In Western Australia, UnionsWA keeps a record of the personal stories of people who have been affected by workplace injuries. Just down the street from where I live, no more than a kilometre away, construction commenced in 2002 on an office and warehouse facility which was of a tilt-up design. Tilt-up design involves large prefabricated concrete slabs being tilted into position to form the walls of a structure. It is a low-cost construction methodology, ideally suited to Western Australia, in which safety is paramount. The story I relate here is of a wall many metres tall, many metres long and weighing tens of tonnes, which collapsed because it was inappropriately suspended. A worker, Des Kelsh, was crushed beneath the falling wall. He is survived by his wife, Trish, and their children, Lucy-Ann and Cormac. He was working on a tilt-up wall that came down. When it came down he bled to death before anyone could even lift the wall to get in to help him. His wife says:

Every day I think about him. Every day I miss him.

Des Kelsh’s death caused a significant reconsideration of how tilt-up construction occurs in Western Australia and has had the positive effect of making a change in construction methodology. His death also reinforced what had been said previously by the CFMEU about the safety of such construction methodologies.

**Dataset extract:**
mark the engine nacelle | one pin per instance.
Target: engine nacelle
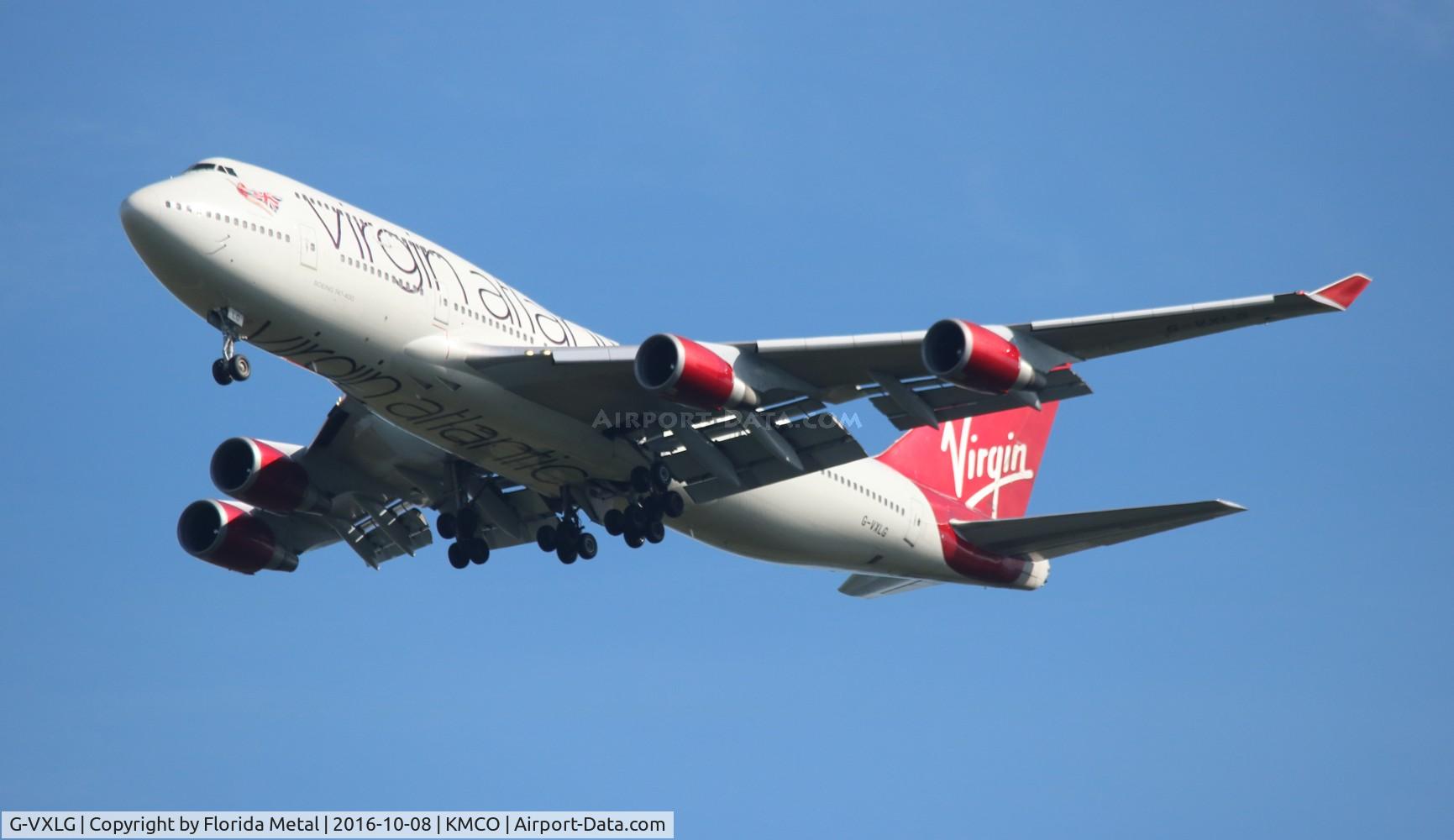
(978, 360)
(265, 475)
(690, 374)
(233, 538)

...

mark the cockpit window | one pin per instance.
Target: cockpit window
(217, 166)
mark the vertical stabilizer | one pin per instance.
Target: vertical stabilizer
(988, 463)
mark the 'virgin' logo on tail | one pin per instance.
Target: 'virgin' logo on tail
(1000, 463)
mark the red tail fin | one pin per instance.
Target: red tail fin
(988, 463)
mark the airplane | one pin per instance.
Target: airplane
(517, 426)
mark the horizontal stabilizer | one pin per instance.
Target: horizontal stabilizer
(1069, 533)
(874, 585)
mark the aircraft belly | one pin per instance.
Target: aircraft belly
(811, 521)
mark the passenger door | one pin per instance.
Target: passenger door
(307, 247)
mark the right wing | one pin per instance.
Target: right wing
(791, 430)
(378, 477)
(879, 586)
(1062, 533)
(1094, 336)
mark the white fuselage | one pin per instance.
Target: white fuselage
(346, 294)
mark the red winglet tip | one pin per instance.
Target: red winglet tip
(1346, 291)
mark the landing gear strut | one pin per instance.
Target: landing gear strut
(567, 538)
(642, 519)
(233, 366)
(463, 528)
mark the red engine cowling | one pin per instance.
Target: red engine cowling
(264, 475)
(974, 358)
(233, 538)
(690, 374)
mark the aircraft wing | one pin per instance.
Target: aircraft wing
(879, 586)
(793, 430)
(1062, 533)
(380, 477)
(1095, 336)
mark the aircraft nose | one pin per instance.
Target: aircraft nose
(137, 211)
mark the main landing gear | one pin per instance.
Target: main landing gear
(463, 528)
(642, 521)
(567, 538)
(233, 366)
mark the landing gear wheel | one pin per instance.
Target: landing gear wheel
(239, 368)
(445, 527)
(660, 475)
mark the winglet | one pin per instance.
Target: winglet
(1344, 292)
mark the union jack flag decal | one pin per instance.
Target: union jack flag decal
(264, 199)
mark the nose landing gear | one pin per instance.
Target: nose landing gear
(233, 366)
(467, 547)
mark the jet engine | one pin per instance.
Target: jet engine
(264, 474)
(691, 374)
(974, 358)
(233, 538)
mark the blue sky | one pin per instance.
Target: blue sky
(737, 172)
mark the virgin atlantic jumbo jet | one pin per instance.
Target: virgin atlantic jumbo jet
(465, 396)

**Activity:** Continue the passage on tilt-up construction safety in Western Australia, picking up after its final sentence. None of the material is needed for what follows.

**Answer box:**
In 2007, Luke Murrie died on a construction site in the northern Perth suburb of Malaga. The CFMEU said:

Luke was a warm, happy young man whose boundless energy was infectious. He will be sadly missed but never forgotten by all those who were fortunate enough to journey with him along life’s path. The loss of a tremendous person like Luke at such a young age is made even more tragic because of the loss of opportunity. The opportunity to be a father. The opportunity to grow old. The opportunity to be a workmate to many more people. The opportunity to be a great construction worker and rigger and to be a positive influence within an industry which sorely needs that type of influence.

We all know of the accident at the Cloudbreak mine of Fortescue Metals Group Ltd earlier in 2008, where Nigel Taylor, 26, died. He had been married for just two months to his wife, Lisa. She said:

Nigel was an amazing man, we were married for only two months but the love that we had for each other will last an eternity. Nigel never got to experience many things in his life, moving into our family home or becoming a father. But one thing I am thankful of is that he died as my husband, that we had a chance to say our vows and express our love for each other.

In July of 2007, a 43-year-old delivery driver died when the Dingo minidigger he was using to move a shed on a construction site toppled and the raised arms of the minidigger landed on his neck. On 30 August 2007, a 21-year-old loader operator died when the bogger that he was using to backfill a stope rolled over, crushing him. On 10 September 2007, a 68-year-old farmer was killed when he was struck by the limb of a tree that he was felling on his farm.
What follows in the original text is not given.